== TEXT BLOCK ==
The containerization of neuroimaging analysis workflows has quickly become a hot topic in the OSR and beyond. But with great power comes great responsibility. Containers sometimes get presented as the 'end all and be all' by some and as a 'dangerous bandaid for masking bad software development practices' by others. What's the poor researcher to do? In this session we hope to have a pleasant discussion of the pros and cons, useful application areas, and practical logistics about using containers in the 'real world'. We propose to present this as a round table with input from a number of perspectives, then followed by a dialog and public discussion aimed at determining where the community stands regarding 'best practices' and use of containers. The round table may include (subject to confirmation and further discussion): Jo Etzel, Pierre Bellec, Peer Herholz, Satra Ghosh, Agah Karakuzu.

Useful Links

https://github.com/ReproNim/neurodocker https://ww5.aievolution.com/hbm1901/index.cfm?do=abs.viewAbs&abs=4639

Tagging @dnkennedy

dnkennedy commented 4 years ago

A bunch of good points above. 1) scale. I collapsed the (larger and smaller) scale into the section on Software Consumers of various scale, so that scale dimension can still be explored... @yarikoptic 's additional lovely points may need a whole additional emergent session to really get to. But, to the extent that these are some of the pointers to some of the 'good' of containers, make sure you get them into the 'good' column of the 'scoreboard'!

dnkennedy commented 4 years ago

Hi @gllmflndn @GaelVaroquaux @ValHayot @hcp4715. Please confirm that you're on board with this plan, and you have the zoom info. Sorry for the chaotic communication, too many channels of communication for my small internet-less brain...

ValHayot commented 4 years ago

Yep! works for me / got the email.

raamana commented 4 years ago

Another point to be considered, that I noted in mattermost last week and that is very important IMHO, is to prioritize numerical and algorithmic stability/reproducibility as the first resort to achieving reproducibility. When possible (might not always be), this would return better bang for the back IMHO, over "nuking" the app with tons of layers of containers (even if one doesn't see them), that adds to the complexity of the app as well as difficulty in usage.

My experience with BIDS-App OPPNI and graynet/hiwenet partly contributed to the above point of view. Looking back, I feel standardizing HPC environments with the same stack would save a ton of effort and money, which moving the science forward. Just my 2¢.

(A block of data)
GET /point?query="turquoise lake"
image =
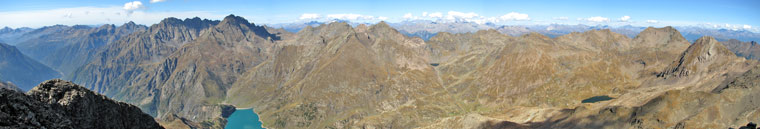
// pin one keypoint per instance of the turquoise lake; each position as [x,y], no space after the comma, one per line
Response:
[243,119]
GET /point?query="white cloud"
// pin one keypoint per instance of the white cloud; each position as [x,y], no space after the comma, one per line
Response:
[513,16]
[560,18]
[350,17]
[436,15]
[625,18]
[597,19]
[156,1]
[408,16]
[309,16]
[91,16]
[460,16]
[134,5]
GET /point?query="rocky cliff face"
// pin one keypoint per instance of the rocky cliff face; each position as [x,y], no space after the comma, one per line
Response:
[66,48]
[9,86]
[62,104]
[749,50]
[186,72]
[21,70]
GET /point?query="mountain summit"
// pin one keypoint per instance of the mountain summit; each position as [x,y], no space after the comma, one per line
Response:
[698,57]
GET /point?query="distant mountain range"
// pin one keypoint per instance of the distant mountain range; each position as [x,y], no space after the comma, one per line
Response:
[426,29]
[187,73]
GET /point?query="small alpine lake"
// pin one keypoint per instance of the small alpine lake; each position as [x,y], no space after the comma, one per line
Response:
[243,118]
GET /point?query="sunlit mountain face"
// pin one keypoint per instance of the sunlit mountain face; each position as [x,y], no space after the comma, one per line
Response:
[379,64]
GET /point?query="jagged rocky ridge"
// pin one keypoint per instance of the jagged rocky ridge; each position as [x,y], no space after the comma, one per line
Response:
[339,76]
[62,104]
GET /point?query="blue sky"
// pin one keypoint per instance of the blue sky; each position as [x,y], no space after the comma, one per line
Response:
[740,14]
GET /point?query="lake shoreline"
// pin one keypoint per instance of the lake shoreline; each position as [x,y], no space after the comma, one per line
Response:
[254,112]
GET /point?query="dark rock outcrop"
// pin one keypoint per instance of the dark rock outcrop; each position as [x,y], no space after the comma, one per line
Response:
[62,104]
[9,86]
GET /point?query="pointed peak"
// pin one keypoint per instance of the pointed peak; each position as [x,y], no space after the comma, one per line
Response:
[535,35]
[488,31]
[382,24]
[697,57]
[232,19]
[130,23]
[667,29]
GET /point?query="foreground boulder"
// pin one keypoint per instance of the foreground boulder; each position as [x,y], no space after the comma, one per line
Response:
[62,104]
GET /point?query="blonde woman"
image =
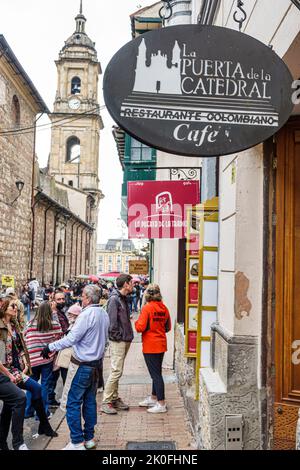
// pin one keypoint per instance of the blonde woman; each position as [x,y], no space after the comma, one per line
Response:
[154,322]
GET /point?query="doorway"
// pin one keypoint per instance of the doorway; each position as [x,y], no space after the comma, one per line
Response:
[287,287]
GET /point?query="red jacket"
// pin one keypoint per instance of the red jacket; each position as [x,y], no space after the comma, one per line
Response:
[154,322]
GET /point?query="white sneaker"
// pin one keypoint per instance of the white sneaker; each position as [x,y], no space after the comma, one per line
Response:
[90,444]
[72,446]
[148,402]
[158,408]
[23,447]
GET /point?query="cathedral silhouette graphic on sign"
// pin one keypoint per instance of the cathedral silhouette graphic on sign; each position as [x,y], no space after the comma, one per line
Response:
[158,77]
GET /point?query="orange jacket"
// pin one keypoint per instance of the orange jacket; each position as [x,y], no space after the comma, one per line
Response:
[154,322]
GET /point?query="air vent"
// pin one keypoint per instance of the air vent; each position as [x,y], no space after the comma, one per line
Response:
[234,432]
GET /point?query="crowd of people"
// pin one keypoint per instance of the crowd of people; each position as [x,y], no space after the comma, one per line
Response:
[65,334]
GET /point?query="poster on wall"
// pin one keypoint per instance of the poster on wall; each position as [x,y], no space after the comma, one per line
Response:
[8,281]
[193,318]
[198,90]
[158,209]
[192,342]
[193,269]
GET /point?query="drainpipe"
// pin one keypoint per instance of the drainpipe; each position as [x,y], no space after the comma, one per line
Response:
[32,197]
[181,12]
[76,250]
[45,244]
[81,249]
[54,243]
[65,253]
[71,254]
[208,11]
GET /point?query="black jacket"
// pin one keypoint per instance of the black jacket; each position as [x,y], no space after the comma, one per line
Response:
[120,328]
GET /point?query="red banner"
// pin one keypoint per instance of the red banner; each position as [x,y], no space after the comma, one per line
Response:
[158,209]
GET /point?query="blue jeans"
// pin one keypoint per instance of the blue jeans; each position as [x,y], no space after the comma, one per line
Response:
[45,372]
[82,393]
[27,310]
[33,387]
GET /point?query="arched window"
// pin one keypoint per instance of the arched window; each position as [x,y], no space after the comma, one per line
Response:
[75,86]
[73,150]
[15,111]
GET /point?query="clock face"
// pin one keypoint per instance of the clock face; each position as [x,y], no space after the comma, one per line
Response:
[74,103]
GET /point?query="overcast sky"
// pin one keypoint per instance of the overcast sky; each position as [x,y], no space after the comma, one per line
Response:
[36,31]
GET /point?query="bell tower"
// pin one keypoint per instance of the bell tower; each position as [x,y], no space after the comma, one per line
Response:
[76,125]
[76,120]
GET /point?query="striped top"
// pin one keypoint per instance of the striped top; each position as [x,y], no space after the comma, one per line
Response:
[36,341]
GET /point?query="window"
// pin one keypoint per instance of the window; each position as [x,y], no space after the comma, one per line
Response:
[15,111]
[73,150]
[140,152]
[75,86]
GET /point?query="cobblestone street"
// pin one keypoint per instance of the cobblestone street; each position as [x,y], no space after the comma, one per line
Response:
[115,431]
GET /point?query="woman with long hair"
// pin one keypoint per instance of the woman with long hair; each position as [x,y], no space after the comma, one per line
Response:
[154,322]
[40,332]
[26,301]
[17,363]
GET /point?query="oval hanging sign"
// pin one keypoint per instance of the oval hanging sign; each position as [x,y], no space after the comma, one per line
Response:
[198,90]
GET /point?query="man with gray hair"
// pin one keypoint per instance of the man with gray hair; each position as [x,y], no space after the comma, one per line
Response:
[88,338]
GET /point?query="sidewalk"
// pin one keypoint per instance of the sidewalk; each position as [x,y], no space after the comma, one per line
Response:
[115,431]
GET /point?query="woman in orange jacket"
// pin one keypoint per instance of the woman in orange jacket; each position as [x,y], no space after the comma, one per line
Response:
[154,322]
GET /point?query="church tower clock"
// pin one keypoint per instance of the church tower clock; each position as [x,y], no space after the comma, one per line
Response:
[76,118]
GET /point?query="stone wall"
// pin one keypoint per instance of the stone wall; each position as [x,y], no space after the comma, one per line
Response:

== EXERCISE AIM ==
Answer these questions about the container discussion thread:
1. What format is proposed for the session?
2. Where had raamana noted the point about prioritizing numerical and algorithmic stability before posting it here?
3. Which projects does raamana say partly shaped that point of view?

== EXERCISE OUTPUT ==
1. A round table with input from a number of perspectives, followed by a dialog and public discussion.
2. In mattermost, the previous week.
3. BIDS-App OPPNI and graynet/hiwenet.